#### Page extract ####

“Let your speech be alway with grace, seasoned with salt, that ye may know how ye ought to answer every man” (Col. 4:6).

Charles Haddon Spurgeon was born on June 19, 1834. He died at the age of 57 on January 31, 1882 after a remarkable ministry that continues into the 21 century by the power of the printed word. His conversion to Christ came on January 6, 1850, shortly before his sixteenth birthday. It was a cold wintry day when the Spirit of God warmed his heart in a little Primitive Methodist Chapel with the good news that if he but looked to the Lord, he would be saved. The text a layman preached from was Isaiah 45:22. ““Look unto me, and be ye saved, all the ends of the earth: for I am God, and there is none else.”

####

- _Exercise requirements_:
Reproduce the passage above on Charles Haddon Spurgeon in full, word for word.

#### Provided information ####

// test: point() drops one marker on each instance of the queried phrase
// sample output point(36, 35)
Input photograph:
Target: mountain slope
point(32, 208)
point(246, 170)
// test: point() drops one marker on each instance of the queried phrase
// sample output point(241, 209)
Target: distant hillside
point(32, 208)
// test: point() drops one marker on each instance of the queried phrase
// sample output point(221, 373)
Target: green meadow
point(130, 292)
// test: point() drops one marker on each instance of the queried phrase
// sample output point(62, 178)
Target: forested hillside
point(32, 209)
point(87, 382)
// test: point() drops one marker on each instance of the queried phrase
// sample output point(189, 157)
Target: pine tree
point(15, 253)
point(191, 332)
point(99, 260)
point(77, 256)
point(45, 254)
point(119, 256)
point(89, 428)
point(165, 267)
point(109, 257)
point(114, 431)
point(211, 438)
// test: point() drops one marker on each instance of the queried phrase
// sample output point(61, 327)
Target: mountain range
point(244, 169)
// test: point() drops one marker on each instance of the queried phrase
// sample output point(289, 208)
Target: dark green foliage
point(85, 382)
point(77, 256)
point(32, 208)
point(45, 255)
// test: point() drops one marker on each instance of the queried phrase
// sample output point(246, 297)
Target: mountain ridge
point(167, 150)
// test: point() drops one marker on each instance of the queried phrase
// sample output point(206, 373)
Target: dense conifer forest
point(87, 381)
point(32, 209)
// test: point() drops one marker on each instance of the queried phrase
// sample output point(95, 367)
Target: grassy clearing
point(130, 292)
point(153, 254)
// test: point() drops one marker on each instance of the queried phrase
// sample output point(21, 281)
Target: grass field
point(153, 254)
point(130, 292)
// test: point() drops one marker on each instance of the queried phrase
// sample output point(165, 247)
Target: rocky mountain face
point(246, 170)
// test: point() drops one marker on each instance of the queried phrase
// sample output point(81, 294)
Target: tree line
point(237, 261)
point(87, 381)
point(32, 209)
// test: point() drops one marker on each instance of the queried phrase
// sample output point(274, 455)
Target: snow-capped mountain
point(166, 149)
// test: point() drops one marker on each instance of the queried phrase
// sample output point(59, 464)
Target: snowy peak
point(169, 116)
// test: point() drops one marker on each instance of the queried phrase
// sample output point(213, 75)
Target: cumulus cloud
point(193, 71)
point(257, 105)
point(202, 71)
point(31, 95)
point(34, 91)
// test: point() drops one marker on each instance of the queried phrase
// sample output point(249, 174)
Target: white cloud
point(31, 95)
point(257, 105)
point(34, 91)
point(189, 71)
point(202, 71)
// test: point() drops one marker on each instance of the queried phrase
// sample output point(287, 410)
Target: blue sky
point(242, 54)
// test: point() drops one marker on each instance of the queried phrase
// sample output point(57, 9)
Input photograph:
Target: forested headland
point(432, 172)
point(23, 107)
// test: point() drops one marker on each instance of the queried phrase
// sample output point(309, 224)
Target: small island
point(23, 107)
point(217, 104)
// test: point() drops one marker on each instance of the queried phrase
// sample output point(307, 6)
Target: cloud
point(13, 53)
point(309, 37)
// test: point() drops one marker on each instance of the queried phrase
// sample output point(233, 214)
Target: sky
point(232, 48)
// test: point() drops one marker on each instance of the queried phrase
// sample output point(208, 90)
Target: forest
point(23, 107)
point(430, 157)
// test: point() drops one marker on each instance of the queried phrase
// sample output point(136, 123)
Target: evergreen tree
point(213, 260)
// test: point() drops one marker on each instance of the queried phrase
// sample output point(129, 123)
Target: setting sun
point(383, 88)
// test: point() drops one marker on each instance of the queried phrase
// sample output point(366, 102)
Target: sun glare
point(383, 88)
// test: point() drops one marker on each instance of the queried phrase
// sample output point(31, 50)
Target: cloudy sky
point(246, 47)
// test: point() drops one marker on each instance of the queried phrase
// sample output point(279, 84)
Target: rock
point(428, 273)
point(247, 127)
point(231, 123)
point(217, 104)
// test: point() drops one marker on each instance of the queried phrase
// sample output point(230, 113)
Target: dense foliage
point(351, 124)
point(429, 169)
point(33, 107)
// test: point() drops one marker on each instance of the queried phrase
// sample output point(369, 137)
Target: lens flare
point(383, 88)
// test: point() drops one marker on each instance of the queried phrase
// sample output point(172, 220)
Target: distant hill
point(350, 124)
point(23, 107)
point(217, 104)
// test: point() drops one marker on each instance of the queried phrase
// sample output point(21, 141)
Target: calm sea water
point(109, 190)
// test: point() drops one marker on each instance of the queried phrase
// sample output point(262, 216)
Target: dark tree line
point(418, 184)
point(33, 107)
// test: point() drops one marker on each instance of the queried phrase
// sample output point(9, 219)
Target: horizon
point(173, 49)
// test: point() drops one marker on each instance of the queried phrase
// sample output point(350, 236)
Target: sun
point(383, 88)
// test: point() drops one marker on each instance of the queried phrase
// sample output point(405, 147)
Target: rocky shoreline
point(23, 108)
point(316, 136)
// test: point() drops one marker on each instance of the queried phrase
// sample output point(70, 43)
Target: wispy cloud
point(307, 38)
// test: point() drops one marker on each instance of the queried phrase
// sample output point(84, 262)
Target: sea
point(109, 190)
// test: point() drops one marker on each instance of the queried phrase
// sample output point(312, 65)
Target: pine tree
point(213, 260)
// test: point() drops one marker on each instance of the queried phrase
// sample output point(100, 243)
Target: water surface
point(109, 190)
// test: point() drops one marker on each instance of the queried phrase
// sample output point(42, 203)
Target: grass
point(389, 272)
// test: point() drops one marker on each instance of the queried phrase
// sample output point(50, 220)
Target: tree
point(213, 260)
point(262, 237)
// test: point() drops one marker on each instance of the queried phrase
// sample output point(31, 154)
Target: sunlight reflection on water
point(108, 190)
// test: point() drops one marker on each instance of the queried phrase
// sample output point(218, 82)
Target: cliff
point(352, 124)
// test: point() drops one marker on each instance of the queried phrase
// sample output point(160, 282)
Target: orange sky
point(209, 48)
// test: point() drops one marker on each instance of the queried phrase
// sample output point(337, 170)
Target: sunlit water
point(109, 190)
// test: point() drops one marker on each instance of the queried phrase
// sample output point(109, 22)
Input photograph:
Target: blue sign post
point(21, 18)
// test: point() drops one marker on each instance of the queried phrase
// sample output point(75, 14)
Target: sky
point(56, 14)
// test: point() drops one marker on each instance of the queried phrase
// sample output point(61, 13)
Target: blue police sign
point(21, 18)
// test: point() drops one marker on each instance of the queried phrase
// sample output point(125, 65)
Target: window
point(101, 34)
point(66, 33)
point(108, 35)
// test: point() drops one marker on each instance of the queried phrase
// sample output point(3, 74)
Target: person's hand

####

- _Result of this exercise_:
“Let your speech be alway with grace, seasoned with salt, that ye may know how ye ought to answer every man” (Col. 4:6).

Charles Haddon Spurgeon was born on June 19, 1834. He died at the age of 57 on January 31, 1882 after a remarkable ministry that continues into the 21 century by the power of the printed word. His conversion to Christ came on January 6, 1850, shortly before his sixteenth birthday. It was a cold wintry day when the Spirit of God warmed his heart in a little Primitive Methodist Chapel with the good news that if he but looked to the Lord, he would be saved. The text a layman preached from was Isaiah 45:22. ““Look unto me, and be ye saved, all the ends of the earth: for I am God, and there is none else.”